[Work request]
Reproduce exactly the lines below, from the first through the one containing "positive clicks: (157, 130)", and nothing more.

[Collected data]
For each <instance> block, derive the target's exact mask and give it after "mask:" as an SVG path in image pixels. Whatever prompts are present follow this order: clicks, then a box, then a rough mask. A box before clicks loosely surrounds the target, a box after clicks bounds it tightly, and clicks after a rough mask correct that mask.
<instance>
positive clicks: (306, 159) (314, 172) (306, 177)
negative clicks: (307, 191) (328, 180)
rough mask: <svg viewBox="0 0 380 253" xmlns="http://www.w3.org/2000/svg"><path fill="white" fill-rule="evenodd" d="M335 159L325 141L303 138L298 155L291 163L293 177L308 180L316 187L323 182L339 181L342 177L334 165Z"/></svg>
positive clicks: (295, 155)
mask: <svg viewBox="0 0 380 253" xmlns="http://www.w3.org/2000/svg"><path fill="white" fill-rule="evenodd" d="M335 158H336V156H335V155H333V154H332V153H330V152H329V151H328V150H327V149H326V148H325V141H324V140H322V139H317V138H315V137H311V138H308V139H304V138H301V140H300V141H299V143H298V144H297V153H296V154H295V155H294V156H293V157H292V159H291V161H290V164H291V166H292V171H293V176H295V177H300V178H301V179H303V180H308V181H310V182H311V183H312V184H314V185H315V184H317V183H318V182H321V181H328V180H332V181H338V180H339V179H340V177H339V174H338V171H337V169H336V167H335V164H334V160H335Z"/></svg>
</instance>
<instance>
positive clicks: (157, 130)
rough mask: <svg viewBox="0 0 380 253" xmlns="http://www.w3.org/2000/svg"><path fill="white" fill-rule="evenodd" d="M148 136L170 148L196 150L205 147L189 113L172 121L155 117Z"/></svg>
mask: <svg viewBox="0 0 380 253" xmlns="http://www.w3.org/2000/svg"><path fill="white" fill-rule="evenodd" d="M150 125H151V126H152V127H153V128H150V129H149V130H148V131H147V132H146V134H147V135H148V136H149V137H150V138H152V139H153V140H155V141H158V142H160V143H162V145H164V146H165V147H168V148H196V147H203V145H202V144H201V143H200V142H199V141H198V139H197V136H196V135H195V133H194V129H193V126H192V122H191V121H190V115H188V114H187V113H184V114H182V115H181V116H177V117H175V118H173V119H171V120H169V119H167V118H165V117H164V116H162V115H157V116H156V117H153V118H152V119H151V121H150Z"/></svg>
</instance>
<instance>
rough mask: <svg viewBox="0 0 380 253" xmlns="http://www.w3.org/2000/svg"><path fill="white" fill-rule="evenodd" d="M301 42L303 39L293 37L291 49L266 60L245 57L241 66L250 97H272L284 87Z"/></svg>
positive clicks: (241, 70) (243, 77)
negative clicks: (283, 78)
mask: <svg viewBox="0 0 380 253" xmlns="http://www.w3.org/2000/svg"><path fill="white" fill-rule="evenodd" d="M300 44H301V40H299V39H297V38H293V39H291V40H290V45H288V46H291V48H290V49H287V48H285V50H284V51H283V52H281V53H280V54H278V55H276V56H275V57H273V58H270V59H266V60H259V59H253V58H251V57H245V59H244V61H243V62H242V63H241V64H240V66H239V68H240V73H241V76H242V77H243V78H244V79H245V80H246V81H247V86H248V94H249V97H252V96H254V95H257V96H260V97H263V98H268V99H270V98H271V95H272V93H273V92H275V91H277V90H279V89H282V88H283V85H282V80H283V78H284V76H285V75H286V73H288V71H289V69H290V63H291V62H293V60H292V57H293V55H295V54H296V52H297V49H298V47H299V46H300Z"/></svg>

[Answer below]
For each <instance> block, derive the target's exact mask and give it after "mask:" as an SVG path in image pixels. Whatever prompts are present follow this order: clicks, then a box, then a rough mask. A box before clicks loosely surrounds the target, a box after clicks bounds it tightly, and clicks after a rough mask correct that mask.
<instance>
positive clicks: (306, 159) (314, 172) (306, 177)
negative clicks: (307, 191) (328, 180)
rough mask: <svg viewBox="0 0 380 253" xmlns="http://www.w3.org/2000/svg"><path fill="white" fill-rule="evenodd" d="M335 159L325 141L303 138L298 155L291 163L293 177L308 180L316 187L323 182L339 181L342 177L334 165Z"/></svg>
positive clicks: (295, 155)
mask: <svg viewBox="0 0 380 253" xmlns="http://www.w3.org/2000/svg"><path fill="white" fill-rule="evenodd" d="M335 158H336V156H335V155H333V154H332V153H330V152H329V151H328V150H327V149H326V148H325V141H324V140H322V139H317V138H315V137H311V138H308V139H304V138H301V140H300V141H299V143H298V144H297V153H296V154H295V155H294V156H293V157H292V159H291V161H290V164H291V166H292V171H293V176H295V177H300V178H301V179H303V180H308V181H310V182H311V183H312V184H314V185H315V184H317V183H318V182H321V181H328V180H332V181H338V180H339V179H340V177H339V174H338V171H337V169H336V167H335V164H334V160H335Z"/></svg>
</instance>
<instance>
positive clicks: (157, 130)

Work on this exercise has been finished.